To prevent data migration due to resizing, DBFS is combined with the underlying Apsara Distributed File System for online volume resizing. DBFS uses its own bitmap allocator to manage underlying storage space. The bitmap allocator is optimized to achieve lock-free resizing at the file system layer, making it possible for the upper-layer business to efficiently resize at any time without loss. This makes DBFS superior to the traditional ext4 file system.
Online resizing prevents wasted storage space because the storage space does not need to be reserved for a certain proportion, for example, 20%, when the system can be resized and written at any time.
The following figure shows the bitmap change during resizing.
Switching between TCP and RDMA
The extensive use of RDMA is risky to the Group’s databases. By using DBFS along with the Apsara Distributed File System, they can implement switching between TCP and RDMA and provide switching drills throughout the link. In this way, the RDMA risks can be controlled to ensure stability.
In addition, the DBFS, Apsara Distributed File System, and network teams performed many capacity, water-level, and stress tests as well as fault drills to prepare for the release of the largest RDMA in the industry.
Deployment for the Big Sales Campaign in 2018
After gaining technical breakthroughs and performing troubleshooting, DBFS eventually underwent the daunting task of withstanding the full-link traffic of the big sales campaign during the Double Eleven. This success verified the feasibility of the overall technical trend towards storage and computing separation.

**WHAT IS ASKED**
**a)** List each kind of test or drill that the DBFS passage says the DBFS, Apsara Distributed File System, and network teams performed.
**b)** Extend the DBFS passage with a few more sentences that pick up right after its final line.

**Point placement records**
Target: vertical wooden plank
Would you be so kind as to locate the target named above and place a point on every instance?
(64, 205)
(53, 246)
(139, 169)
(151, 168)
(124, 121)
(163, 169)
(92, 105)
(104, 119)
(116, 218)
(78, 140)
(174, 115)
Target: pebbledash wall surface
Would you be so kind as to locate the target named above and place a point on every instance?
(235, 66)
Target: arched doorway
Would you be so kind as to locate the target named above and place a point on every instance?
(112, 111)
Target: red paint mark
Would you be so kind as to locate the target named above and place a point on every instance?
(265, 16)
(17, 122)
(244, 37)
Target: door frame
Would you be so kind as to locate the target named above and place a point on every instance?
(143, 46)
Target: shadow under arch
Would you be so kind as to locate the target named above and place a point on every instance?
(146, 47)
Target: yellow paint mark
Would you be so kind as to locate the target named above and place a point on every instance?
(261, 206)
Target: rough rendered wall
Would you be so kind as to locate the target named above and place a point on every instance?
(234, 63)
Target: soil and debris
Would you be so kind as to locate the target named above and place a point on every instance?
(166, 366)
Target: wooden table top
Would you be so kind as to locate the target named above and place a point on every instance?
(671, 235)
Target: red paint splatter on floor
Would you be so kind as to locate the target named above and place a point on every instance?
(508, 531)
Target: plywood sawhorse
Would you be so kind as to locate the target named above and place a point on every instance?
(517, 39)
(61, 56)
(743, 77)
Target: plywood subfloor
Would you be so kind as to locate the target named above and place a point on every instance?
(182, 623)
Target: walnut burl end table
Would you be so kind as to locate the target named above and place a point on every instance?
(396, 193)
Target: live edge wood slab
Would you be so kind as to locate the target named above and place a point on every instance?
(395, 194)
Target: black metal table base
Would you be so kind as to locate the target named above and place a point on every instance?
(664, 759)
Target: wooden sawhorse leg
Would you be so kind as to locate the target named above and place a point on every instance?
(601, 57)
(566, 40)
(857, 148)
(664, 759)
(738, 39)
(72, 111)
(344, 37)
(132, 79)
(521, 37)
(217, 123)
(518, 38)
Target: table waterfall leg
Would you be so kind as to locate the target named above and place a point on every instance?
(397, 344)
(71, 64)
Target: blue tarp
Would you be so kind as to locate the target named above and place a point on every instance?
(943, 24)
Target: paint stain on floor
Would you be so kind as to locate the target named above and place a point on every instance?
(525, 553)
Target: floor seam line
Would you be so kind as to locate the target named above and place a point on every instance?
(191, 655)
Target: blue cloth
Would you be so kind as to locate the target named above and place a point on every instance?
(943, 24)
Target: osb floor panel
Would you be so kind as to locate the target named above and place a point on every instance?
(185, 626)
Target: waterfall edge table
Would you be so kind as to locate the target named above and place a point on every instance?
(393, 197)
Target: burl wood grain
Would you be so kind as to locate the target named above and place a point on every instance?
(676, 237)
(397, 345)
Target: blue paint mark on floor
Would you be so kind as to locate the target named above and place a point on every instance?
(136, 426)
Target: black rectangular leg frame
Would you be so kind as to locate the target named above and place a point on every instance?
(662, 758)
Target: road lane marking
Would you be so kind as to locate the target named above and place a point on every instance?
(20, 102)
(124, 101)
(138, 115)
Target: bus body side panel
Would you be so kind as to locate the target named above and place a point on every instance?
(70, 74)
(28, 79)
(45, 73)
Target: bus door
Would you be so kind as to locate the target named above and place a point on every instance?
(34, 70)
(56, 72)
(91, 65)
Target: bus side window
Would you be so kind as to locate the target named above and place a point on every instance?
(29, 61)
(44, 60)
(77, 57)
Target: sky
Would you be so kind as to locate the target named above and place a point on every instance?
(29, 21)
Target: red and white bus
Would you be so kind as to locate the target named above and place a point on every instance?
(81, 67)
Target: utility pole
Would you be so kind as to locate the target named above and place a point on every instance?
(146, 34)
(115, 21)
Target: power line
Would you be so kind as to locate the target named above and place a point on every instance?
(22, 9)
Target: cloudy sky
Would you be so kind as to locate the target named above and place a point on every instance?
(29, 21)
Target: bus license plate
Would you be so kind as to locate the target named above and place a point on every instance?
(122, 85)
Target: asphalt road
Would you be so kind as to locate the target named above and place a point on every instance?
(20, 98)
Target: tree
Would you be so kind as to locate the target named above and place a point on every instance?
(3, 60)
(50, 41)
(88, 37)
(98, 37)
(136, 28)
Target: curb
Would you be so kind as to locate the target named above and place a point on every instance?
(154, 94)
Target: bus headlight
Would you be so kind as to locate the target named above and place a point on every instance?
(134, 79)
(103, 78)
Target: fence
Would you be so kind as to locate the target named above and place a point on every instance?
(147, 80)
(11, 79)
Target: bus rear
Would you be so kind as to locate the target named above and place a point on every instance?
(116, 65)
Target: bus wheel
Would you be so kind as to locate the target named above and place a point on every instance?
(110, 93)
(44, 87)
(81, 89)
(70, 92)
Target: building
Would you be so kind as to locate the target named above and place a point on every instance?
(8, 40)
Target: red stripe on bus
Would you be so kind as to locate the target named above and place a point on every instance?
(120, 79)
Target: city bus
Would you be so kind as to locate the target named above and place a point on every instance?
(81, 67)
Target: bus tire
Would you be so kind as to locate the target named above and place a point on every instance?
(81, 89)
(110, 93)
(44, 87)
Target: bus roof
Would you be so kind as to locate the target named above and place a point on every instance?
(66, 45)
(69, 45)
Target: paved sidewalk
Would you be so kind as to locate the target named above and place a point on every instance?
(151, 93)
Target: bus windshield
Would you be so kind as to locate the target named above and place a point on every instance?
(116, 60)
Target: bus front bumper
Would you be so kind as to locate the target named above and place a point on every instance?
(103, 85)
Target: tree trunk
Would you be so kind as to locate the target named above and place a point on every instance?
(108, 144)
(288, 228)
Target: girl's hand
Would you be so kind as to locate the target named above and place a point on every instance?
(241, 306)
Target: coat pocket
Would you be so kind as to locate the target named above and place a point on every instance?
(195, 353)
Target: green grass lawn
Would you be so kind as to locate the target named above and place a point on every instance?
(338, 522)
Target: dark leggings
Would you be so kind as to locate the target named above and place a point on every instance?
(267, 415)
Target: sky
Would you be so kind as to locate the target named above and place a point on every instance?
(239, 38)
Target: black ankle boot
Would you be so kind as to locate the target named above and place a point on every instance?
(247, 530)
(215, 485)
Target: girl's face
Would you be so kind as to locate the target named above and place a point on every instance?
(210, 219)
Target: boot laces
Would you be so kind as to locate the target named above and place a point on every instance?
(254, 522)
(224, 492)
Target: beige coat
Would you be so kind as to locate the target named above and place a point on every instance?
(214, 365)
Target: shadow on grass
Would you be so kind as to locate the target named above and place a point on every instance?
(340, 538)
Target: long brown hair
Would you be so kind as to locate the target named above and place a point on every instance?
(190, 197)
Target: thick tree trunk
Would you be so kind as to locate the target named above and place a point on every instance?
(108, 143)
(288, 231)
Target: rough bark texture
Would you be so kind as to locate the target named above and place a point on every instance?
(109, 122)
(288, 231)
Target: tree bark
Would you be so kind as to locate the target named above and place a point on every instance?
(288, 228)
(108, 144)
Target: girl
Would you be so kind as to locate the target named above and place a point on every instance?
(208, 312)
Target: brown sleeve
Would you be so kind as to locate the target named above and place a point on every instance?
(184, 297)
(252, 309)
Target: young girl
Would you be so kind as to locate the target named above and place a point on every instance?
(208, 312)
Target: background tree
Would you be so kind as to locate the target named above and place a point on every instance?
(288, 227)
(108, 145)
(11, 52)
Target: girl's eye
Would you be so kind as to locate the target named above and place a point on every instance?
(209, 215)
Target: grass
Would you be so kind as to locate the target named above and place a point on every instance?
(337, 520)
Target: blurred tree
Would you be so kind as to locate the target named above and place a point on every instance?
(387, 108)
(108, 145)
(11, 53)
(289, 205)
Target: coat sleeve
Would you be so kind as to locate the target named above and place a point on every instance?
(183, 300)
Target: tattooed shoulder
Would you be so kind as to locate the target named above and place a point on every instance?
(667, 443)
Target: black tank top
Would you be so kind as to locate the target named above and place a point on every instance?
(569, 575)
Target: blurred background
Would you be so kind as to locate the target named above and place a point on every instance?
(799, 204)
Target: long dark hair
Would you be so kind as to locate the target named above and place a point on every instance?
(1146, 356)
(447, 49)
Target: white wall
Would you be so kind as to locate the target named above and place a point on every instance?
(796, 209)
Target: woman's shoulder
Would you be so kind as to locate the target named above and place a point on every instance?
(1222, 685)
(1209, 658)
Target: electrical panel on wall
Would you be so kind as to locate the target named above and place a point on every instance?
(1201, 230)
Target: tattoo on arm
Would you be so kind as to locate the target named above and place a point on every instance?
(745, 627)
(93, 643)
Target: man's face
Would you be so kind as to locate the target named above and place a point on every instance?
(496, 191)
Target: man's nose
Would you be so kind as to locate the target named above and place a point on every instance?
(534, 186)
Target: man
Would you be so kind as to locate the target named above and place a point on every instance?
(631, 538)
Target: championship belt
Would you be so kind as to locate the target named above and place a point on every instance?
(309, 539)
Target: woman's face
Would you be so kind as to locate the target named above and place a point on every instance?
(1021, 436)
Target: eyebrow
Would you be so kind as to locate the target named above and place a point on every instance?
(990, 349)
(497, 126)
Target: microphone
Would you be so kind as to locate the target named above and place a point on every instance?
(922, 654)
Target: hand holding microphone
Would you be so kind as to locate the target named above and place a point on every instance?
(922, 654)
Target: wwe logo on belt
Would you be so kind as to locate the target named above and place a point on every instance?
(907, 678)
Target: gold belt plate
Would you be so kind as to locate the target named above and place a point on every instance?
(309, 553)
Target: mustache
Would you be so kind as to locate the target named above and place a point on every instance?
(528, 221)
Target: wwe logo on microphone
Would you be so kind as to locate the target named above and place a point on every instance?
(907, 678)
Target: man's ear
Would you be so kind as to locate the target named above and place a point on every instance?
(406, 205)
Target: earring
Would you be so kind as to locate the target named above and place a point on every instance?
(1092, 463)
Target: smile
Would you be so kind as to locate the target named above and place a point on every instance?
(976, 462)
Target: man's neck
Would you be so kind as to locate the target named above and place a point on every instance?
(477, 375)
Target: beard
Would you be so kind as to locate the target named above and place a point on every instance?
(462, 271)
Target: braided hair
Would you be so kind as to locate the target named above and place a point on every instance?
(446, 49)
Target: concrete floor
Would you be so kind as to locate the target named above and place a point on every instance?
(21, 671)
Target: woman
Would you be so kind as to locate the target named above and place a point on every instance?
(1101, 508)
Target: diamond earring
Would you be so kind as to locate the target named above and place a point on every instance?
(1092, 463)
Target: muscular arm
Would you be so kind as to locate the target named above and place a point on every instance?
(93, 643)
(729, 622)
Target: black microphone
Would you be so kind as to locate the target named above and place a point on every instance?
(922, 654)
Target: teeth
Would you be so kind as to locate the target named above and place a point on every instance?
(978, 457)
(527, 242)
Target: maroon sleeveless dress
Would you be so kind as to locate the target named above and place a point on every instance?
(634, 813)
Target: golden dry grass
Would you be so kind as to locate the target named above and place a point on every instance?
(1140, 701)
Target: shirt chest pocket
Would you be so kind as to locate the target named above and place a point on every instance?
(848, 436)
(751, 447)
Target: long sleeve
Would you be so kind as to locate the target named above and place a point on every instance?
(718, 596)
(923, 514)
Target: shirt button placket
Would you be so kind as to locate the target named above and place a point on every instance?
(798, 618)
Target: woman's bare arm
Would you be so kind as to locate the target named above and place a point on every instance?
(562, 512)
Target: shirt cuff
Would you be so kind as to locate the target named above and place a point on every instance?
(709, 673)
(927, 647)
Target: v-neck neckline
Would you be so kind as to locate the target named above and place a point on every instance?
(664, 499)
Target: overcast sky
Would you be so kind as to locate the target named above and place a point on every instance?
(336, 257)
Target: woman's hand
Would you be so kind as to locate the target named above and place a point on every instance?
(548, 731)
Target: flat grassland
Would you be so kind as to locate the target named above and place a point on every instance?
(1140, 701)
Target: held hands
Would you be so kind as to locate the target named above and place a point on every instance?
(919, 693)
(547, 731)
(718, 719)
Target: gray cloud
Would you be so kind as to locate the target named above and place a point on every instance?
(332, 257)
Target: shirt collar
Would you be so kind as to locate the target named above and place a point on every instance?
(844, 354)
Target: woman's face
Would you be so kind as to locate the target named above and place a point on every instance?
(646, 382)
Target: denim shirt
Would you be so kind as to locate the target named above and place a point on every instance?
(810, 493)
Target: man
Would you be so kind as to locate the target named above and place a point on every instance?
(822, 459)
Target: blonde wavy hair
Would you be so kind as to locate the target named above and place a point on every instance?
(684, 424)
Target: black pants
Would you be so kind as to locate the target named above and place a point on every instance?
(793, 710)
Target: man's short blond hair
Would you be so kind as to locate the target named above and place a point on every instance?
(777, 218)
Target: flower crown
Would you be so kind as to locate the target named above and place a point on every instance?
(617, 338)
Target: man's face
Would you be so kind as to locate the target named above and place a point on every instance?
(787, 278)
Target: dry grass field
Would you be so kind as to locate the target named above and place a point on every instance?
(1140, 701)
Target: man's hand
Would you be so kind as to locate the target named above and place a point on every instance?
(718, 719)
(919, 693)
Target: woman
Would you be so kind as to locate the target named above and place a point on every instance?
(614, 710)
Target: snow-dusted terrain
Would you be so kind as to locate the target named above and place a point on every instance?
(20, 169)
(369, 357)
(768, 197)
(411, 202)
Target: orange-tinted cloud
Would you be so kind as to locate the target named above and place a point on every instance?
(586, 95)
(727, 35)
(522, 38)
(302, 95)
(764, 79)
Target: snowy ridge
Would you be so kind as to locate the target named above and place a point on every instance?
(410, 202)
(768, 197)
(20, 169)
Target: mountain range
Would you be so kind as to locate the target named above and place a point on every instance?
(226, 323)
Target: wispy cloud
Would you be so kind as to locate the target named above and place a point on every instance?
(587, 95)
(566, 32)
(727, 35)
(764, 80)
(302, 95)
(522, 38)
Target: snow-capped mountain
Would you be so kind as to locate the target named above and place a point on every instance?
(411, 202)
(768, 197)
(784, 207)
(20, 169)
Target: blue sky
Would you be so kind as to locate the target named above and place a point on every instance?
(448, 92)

**ANSWER LIST**
**a)** Capacity tests, water-level tests, stress tests, and fault drills.

**b)**
Alibaba DBFS a Revolutionary Storage Tool
In addition to the preceding features, as a file system, DBFS also provides many other features to ensure its universality, ease of use, stability, and security for businesses.
Technical Accumulation and Enablement
The introduction of all our technical innovations and capabilities as products into DBFS, enables more businesses in user state to access different underlying storage media and databases to implement storage and computing separation.
Currently, DBFS is compatible with the majority of common POSIX file interfaces to support database services, facilitating interconnectivity with upper-layer database services. Page caching, asynchronous I/O, and atomic writing are also enabled to provide rich I/O capabilities for database services. In addition, DBFS is compatible with glibc interfaces to support the processing of file streams. The support for these interfaces greatly reduces the complexity of database access, making DBFS easy to use and allowing DBFS to support more database services.
POSIX interfaces will not be described here due to their popularity. Instead, the following sections will describe some glibc interfaces for your reference:
// glibc interface
FILE *fdopen(int fildes,constchar*mode);
size_t fread(void*ptr, size_t size, size_t nmemb, FILE *stream);
size_t fwrite(constvoid*ptr, size_t size, size_t nmemb, FILE *stream);
intfseeko(FILE *stream, off_t offset,int whence);
intfseek(FILE *stream,long offset,int whence);
off_t ftello(FILE *stream);
Implementation of FUSE
For compatibility with the Linux ecosystem, FUSE is implemented and linked to VFS. By introducing FUSE, DBFS can be accessed without any complex code modifications, greatly facilitating the application of the product. This also dramatically simplifies traditional O&M.
DBFS provides the self-developed shmQ component based on the shared-memory IPC. In this case, DBFS supports the process-architecture-based PostgreSQL and the thread-architecture-based MySQL. This makes DBFS more universal and secure and lays a solid foundation for future online upgrades.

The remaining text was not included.